» **Problem details**
Copy the lines below exactly, starting with the line containing "label: metal sign pole" and continuing through the line containing "48,64 -> 145,105", with both of those lines included.

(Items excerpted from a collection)
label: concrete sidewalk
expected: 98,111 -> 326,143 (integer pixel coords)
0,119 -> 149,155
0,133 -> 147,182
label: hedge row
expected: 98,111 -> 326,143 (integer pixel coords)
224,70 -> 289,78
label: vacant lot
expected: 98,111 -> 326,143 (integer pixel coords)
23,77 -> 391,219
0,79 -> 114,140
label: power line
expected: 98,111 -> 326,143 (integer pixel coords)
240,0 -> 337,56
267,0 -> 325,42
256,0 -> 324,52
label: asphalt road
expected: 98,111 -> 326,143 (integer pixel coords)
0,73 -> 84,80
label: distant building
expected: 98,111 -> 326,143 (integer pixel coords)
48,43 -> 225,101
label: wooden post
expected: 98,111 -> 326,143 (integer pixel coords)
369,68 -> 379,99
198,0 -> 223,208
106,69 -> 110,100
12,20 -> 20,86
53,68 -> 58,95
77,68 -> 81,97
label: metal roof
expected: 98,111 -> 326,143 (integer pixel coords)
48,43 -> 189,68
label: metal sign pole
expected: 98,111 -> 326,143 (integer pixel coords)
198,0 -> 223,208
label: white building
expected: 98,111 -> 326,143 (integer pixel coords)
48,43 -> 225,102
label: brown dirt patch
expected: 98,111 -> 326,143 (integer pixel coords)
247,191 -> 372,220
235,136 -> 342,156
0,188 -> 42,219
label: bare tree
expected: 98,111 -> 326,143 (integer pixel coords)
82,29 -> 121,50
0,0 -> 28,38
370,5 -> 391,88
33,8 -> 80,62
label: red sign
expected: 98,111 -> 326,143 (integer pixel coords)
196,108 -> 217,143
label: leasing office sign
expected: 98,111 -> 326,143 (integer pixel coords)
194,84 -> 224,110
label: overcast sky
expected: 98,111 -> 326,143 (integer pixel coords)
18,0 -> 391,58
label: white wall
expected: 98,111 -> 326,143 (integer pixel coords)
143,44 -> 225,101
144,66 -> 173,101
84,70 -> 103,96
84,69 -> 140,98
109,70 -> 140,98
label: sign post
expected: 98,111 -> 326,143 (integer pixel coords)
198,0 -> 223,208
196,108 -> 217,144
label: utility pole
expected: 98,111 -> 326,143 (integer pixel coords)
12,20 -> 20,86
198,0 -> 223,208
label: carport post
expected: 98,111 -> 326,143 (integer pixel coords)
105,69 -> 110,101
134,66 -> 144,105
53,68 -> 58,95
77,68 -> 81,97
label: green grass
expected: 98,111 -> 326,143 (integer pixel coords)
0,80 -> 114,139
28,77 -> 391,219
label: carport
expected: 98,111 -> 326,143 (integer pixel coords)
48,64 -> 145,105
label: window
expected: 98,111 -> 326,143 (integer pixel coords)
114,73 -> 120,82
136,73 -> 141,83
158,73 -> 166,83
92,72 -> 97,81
...
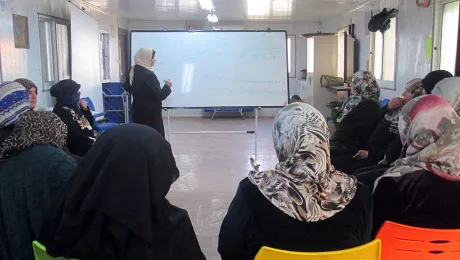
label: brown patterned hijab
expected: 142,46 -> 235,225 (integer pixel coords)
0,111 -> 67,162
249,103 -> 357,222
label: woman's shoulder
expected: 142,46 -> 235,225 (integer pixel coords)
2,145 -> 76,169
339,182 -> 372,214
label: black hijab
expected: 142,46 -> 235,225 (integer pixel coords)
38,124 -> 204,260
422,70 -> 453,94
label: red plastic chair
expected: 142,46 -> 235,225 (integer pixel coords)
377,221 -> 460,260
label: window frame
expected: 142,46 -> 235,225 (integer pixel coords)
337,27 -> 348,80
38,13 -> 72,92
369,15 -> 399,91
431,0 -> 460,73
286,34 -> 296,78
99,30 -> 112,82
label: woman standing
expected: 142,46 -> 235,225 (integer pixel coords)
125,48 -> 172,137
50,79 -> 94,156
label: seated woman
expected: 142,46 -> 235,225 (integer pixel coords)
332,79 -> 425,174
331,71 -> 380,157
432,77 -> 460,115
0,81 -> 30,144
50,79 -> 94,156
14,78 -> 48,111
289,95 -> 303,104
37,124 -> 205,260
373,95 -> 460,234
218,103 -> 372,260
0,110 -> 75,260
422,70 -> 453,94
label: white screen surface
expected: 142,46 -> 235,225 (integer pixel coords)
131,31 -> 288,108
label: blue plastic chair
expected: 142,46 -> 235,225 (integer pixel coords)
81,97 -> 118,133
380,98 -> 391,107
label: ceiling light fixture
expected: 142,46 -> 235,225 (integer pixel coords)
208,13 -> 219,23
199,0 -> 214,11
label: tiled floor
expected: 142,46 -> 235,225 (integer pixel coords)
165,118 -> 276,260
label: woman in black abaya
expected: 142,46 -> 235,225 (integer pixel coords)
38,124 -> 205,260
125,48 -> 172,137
* * *
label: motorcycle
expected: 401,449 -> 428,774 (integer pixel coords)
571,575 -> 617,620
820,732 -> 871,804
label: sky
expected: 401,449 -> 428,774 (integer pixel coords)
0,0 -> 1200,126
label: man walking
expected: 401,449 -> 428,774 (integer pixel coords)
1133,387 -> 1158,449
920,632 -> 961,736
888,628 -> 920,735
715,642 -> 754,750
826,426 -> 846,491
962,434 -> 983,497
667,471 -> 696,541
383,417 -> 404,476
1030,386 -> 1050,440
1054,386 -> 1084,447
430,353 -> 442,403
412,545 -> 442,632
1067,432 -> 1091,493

» **Exercise answer**
label: metal sign pole
expected: 98,111 -> 326,143 (integer pixel coords)
198,0 -> 223,208
label: white building
expected: 98,111 -> 326,143 (integer pixel coords)
48,43 -> 225,102
label: brown dirt patch
expected: 98,111 -> 326,143 (integer pixel coords)
247,191 -> 372,220
235,136 -> 342,156
0,188 -> 42,219
label: bare tree
expected: 98,111 -> 326,143 (integer pixel coords)
82,29 -> 121,50
0,0 -> 28,38
370,5 -> 391,88
33,8 -> 80,62
label: red sign
expected: 98,111 -> 326,143 (integer pixel coords)
196,108 -> 217,143
label: leasing office sign
expected: 98,111 -> 326,143 (integer pixel coords)
194,84 -> 224,110
label: overcast sky
expected: 98,111 -> 326,143 (integer pixel coords)
18,0 -> 391,58
label: white wall
expected: 98,111 -> 326,143 (integer pixel coords)
143,44 -> 225,101
144,66 -> 173,101
84,70 -> 103,96
84,69 -> 140,98
109,70 -> 140,98
label: sign post
expected: 98,111 -> 326,143 (integer pixel coords)
198,0 -> 223,208
196,108 -> 217,144
label: utility pole
expected: 98,111 -> 326,143 (integer pixel coords)
12,20 -> 20,86
198,0 -> 223,208
label: carport post
expected: 98,111 -> 326,143 (integer pixel coords)
105,69 -> 110,101
134,66 -> 144,105
53,68 -> 58,95
77,68 -> 81,97
label: green grass
expected: 98,111 -> 326,143 (integer pixel coords)
0,80 -> 114,139
28,77 -> 391,219
label: carport
expected: 98,111 -> 326,143 (integer pixel coords)
48,64 -> 145,105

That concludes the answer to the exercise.